# [Extracted data]

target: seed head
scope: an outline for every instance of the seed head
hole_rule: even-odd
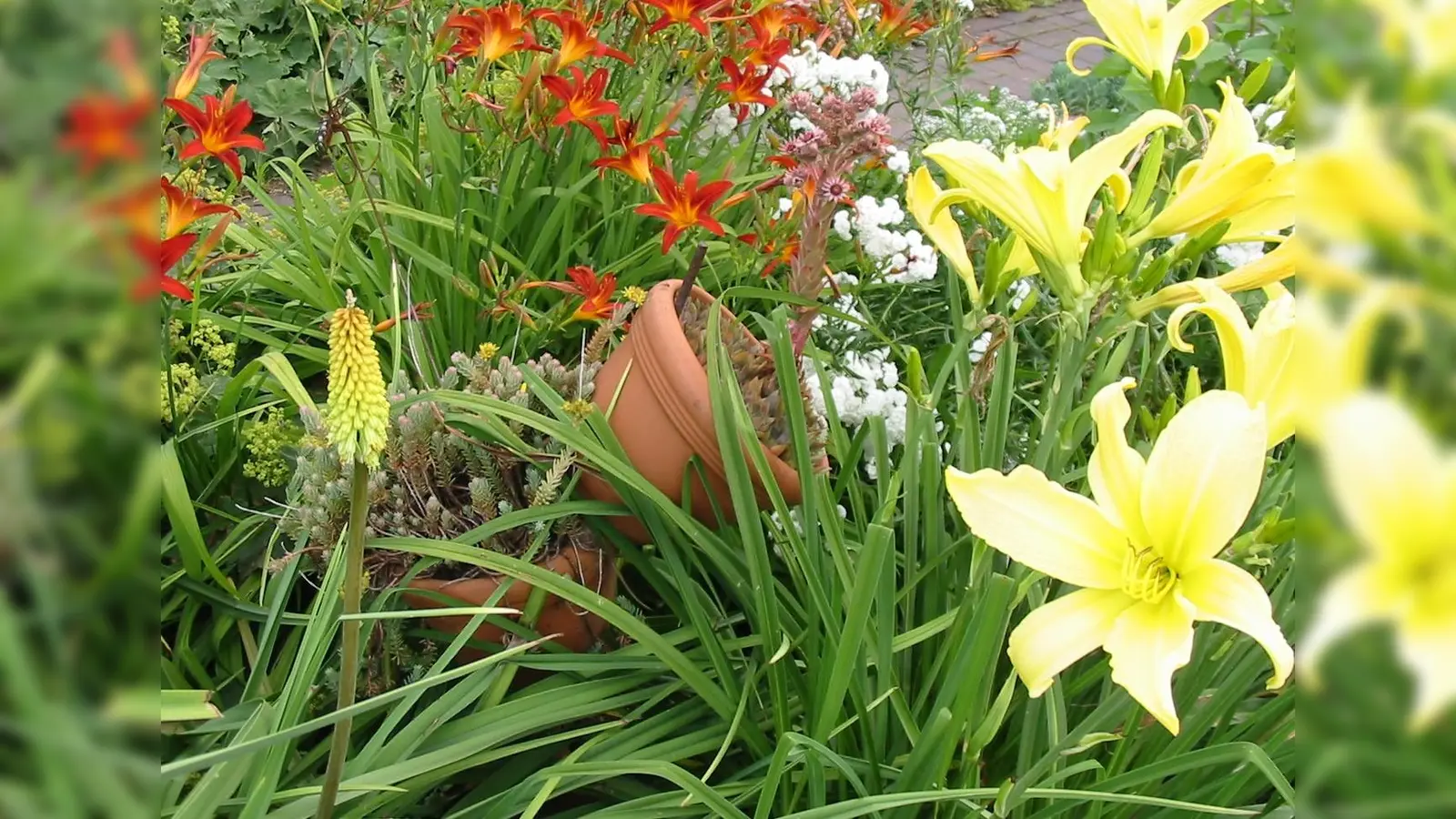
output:
[[[389,399],[384,376],[374,348],[374,326],[364,310],[348,306],[333,310],[329,319],[329,410],[325,424],[329,443],[342,463],[363,461],[379,466],[379,455],[389,440]]]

# [Job]
Reproduce every line of the entries above word for word, leaving out the pictures.

# [Reply to the task]
target: seed head
scope: an outline for every instance of the seed head
hole_rule: even-odd
output:
[[[389,399],[384,376],[374,348],[374,326],[364,310],[348,306],[333,310],[329,319],[329,410],[325,424],[329,443],[342,463],[363,461],[379,466],[379,455],[389,440]]]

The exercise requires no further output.